SET EXERCISE:
Rewrite the following lines as a numbered list, skipping blank lines and omitting any pictures.

(Point labeling examples)
————

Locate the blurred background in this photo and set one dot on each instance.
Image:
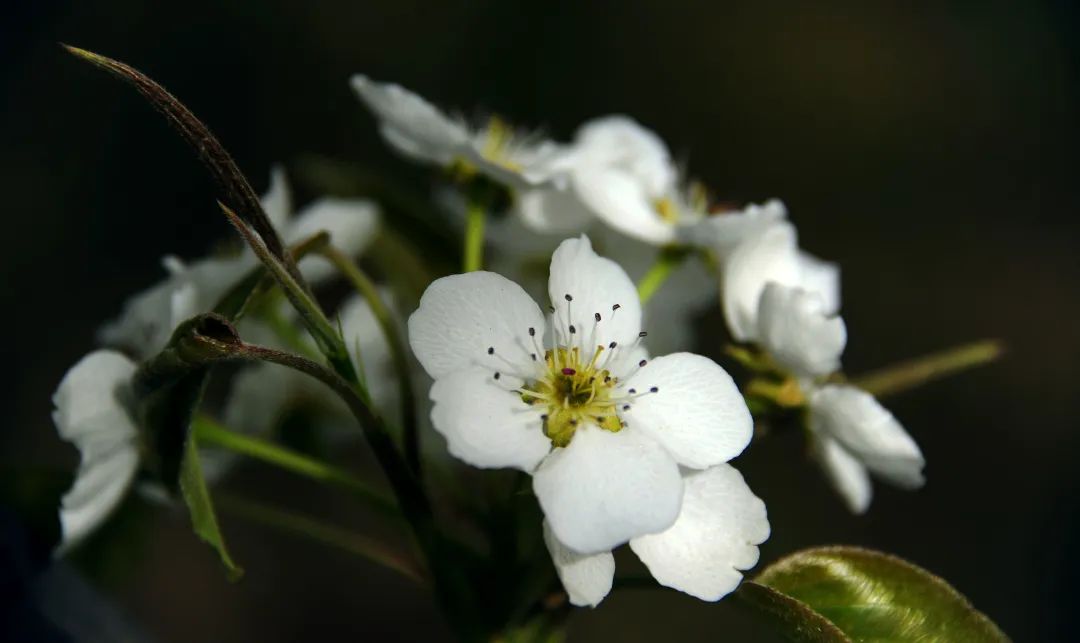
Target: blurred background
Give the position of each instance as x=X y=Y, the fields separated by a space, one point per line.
x=931 y=151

————

EXERCISE RESPONSE:
1. Locate the blurred background in this photo and set one dot on each instance.
2. Image:
3. Target: blurred background
4. Give the position of each instance as x=X y=Y, the fields separated by a space, one point per line.
5. x=931 y=151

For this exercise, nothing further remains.